◆ Do this
Return each line of the items below that contains the string "handrail". Matching is case-sensitive.

◆ The data
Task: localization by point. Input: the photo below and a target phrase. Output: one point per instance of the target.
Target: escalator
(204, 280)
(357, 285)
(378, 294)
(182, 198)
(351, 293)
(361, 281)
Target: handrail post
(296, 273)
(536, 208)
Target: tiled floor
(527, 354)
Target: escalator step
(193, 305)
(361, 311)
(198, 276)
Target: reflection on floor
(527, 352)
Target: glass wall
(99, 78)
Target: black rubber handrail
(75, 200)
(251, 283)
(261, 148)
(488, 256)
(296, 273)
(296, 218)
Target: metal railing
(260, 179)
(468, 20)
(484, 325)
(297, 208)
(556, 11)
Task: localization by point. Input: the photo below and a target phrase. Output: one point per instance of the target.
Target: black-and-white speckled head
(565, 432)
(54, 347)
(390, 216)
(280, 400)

--

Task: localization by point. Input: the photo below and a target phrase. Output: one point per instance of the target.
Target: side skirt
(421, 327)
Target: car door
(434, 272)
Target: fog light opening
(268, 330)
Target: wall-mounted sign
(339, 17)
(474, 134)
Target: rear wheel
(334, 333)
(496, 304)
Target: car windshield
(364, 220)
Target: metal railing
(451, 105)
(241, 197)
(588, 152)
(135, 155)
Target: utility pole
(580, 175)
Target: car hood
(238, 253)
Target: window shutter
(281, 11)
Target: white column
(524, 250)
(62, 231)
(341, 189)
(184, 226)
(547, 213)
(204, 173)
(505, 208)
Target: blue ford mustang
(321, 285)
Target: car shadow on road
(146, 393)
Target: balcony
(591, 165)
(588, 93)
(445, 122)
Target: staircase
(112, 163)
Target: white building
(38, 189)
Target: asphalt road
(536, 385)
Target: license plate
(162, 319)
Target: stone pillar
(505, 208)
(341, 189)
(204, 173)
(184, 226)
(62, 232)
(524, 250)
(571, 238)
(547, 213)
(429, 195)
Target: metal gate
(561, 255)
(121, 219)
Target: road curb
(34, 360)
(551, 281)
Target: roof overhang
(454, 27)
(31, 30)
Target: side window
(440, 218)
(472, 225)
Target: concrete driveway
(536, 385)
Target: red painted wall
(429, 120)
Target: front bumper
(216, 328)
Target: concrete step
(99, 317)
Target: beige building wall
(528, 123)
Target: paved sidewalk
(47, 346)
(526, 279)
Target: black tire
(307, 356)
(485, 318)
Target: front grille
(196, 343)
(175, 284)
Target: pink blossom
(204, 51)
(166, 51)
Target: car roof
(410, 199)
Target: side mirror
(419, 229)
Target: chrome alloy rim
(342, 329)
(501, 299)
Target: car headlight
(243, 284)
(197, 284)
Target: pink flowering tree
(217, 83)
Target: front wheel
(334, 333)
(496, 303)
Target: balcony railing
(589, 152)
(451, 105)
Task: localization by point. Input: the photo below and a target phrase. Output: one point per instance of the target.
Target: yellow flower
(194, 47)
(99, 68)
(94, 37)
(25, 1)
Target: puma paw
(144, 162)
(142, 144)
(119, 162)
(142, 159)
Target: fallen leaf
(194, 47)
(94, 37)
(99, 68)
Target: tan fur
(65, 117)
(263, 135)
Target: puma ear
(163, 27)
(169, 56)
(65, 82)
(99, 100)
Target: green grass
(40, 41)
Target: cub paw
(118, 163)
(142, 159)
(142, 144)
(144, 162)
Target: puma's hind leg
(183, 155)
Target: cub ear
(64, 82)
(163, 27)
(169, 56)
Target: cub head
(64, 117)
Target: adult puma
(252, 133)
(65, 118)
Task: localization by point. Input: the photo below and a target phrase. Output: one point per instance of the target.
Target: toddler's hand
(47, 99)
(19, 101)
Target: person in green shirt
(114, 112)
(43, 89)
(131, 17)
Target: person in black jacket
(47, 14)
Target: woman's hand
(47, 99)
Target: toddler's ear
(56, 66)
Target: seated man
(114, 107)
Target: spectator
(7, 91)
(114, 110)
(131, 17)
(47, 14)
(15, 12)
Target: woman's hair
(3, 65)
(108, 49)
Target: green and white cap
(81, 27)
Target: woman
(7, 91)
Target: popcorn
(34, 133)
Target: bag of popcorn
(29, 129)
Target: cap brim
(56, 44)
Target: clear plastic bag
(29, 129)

--

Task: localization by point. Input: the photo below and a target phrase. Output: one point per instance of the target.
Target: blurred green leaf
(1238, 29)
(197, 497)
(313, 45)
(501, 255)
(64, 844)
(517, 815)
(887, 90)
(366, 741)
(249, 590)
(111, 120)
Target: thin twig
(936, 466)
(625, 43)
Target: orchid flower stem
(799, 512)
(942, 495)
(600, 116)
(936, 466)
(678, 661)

◆ Output of the exercise
Target: handrail post
Target: black rubber handrail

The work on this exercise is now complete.